Fifth Circuit Court of Appeals Upholds Texas Abortion Ban During Pandemic

Fifth Circuit Court of Appeals Upholds Texas Abortion Ban During Pandemic

The U.S. Supreme Court might soon consider a federal appeals court ruling this week that temporarily allows a ban on most abortions in Texas as part of the state’s coronavirus restrictions.

The U.S. Court of Appeals for the Fifth Circuit ruled 2-1 on Tuesday supporting the temporary ban Texas Governor Greg Abbott instituted by executive order March 21 to help ensure emergency room staff have the necessary resources available to treat COVID-19 patients. Abortion, under the order, is considered nonessential.

Court-imposed restraining orders blocking similar abortion bans are still in effect in Alabama, Ohio and Oklahoma, making the Supreme Court’s intervention to resolve the legal debate increasingly likely.

The lower court’s block on the abortion ban in Texas was to have remained in effect until April 13. But Circuit Judge Stuart Kyle Duncan wrote the majority opinion stating, “the escalating spread of COVID-19” and “the state’s critical interest in protecting the public health” should have carried more weight with the lower court.

“Faced with the exponential growth of COVID-19 cases, states have closed schools, sealed off nursing homes, banned social gatherings, quarantined travelers, prohibited churches from holding public worship services and locked down entire cities,” Duncan, a President Trump appointee, wrote. “These measures would be constitutionally intolerable in ordinary times, but are recognized as appropriate and even necessary responses to the present crisis.”

Exercise requirements:
A. Rewrite the part of the article on the Fifth Circuit ruling starting at "The lower court’s" and ending at "the lower court.", substituting "April 30" for "April 13".
B. According to the article on the Fifth Circuit ruling, on what date did Texas Governor Greg Abbott institute the temporary ban by executive order?

Provided material:

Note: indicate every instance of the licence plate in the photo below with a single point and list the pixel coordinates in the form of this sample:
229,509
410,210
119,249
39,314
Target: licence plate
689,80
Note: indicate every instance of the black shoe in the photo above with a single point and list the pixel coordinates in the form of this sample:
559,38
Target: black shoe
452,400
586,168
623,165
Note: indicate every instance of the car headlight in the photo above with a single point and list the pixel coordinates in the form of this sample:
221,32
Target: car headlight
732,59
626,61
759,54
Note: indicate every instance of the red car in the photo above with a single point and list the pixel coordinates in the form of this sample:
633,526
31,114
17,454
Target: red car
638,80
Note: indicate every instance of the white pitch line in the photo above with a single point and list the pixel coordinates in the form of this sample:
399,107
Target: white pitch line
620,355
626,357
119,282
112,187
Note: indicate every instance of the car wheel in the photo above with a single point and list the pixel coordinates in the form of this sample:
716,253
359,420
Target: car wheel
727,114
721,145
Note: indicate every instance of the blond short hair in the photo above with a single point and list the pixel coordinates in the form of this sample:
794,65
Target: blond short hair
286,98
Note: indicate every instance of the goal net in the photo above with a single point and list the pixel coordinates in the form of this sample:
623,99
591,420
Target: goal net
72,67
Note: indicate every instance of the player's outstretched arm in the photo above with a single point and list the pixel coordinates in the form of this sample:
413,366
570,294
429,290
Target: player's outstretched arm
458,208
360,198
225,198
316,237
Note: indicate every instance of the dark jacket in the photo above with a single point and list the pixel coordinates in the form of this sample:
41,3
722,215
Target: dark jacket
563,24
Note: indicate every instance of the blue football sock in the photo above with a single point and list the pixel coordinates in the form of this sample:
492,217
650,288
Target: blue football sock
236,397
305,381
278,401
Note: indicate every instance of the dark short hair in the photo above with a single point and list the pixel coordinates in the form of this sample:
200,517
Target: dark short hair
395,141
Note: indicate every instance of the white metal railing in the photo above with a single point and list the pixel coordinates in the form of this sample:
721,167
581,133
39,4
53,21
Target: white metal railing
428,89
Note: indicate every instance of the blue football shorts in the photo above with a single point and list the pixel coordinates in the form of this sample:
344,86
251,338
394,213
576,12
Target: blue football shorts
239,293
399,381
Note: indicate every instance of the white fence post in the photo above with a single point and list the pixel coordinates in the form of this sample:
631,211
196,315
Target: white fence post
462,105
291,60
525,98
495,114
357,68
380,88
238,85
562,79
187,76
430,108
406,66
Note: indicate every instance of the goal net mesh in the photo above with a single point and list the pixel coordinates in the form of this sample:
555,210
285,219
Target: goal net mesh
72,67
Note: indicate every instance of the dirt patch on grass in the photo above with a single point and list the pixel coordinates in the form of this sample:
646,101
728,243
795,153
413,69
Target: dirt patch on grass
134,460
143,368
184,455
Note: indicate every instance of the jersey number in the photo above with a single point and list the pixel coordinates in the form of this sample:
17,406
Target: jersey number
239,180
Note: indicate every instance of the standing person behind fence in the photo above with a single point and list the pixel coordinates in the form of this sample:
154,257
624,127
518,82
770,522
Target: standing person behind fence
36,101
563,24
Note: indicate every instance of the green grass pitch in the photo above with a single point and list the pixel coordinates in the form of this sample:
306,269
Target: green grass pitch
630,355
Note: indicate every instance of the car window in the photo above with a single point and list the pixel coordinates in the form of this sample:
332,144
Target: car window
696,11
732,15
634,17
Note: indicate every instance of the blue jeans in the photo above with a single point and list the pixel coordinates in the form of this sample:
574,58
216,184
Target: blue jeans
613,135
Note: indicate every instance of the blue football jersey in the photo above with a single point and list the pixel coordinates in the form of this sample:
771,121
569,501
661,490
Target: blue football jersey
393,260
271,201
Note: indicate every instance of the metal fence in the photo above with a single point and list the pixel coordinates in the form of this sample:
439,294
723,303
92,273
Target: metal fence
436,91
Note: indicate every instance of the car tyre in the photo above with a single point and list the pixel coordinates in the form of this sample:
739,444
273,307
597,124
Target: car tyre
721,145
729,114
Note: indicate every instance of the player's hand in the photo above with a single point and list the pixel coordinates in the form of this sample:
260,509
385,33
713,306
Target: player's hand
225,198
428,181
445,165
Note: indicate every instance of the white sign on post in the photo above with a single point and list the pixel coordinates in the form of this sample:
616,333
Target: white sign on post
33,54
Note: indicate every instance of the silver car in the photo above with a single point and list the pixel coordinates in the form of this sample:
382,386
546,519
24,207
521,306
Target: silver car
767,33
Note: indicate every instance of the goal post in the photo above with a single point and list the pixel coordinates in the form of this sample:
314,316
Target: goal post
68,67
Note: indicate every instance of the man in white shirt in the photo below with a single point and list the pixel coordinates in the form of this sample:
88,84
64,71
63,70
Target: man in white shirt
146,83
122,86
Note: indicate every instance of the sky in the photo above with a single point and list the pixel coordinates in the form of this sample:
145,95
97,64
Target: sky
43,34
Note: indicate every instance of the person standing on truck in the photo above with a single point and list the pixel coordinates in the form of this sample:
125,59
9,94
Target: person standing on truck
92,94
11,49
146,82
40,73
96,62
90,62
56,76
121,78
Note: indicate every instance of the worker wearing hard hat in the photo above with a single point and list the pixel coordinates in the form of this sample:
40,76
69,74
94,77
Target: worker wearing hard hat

Activity answers:
A.
The lower court’s block on the abortion ban in Texas was to have remained in effect until April 30. But Circuit Judge Stuart Kyle Duncan wrote the majority opinion stating, “the escalating spread of COVID-19” and “the state’s critical interest in protecting the public health” should have carried more weight with the lower court.

B. March 21